● **Activity 1**: According to the article on water, how fast can the Fireweed bloom in Moreton Bay expand under prime conditions?
● **Activity 2**: Reproduce the part of the article on water between "Water, Water Everywhere" and "Tide of Toxins’.", inclusive.

● **Extract**:
^^^^

Water, Water Everywhere
But not a drop to drink? Water is a major issue in the early 21st Century. Mostly we humans are made of water. Our planet has five eighths of its surface covered with H20. For all time mankind has viewed the oceans as a never-ending sink where we can pump the stuff we don’t want and just let things run into it, but now they are showing the stress. Its unbelievable that as a species, we continue to defecate in the water that we drink. What follows is extracted from a report by Kenneth R. Weiss and Usha Lee McFarling, Times Staff Writers, called ‘A Primeval Tide of Toxins’.
“We have started to change the basic chemistry of the seas. Run-off from industrial processes is feeding an explosion of primitive organisms. Fishermen in Moreton Bay, Australia are finding huge growths of cyanobacteria, known as ‘Fireweed’ that causes serious burns and toxic gases. In the summer this bloom now covers more than 30 square miles and it can expand at 100 square metres a minute in prime conditions.

^^^^

● **Information shown**:

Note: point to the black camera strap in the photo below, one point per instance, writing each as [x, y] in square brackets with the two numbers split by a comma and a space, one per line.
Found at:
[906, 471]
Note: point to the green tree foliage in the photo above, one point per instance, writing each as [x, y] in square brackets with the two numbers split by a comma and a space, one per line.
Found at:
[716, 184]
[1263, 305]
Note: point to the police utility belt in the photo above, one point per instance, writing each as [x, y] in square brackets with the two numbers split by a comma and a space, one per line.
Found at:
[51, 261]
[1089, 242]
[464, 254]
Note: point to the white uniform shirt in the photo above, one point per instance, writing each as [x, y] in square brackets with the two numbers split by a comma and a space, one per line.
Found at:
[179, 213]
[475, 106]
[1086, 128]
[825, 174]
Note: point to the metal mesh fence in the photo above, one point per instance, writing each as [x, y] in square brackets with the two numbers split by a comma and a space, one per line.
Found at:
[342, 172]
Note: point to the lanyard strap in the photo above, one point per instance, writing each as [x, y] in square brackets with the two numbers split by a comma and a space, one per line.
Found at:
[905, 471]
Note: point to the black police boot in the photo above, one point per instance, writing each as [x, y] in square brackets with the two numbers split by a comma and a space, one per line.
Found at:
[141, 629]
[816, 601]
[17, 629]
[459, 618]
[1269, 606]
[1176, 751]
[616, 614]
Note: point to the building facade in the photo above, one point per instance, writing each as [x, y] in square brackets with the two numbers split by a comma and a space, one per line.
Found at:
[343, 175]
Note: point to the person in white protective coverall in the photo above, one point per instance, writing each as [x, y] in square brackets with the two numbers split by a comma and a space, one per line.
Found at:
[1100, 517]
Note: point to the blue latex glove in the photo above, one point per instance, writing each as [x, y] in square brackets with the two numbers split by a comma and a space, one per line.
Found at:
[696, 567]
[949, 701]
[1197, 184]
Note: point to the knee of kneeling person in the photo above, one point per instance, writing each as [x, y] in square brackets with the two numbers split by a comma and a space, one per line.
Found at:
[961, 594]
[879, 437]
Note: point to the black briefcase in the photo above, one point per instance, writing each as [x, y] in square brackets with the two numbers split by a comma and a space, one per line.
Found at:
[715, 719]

^^^^

● **Result 1**: It can expand at 100 square metres a minute.

● **Result 2**:
Water, Water Everywhere
But not a drop to drink? Water is a major issue in the early 21st Century. Mostly we humans are made of water. Our planet has five eighths of its surface covered with H20. For all time mankind has viewed the oceans as a never-ending sink where we can pump the stuff we don’t want and just let things run into it, but now they are showing the stress. Its unbelievable that as a species, we continue to defecate in the water that we drink. What follows is extracted from a report by Kenneth R. Weiss and Usha Lee McFarling, Times Staff Writers, called ‘A Primeval Tide of Toxins’.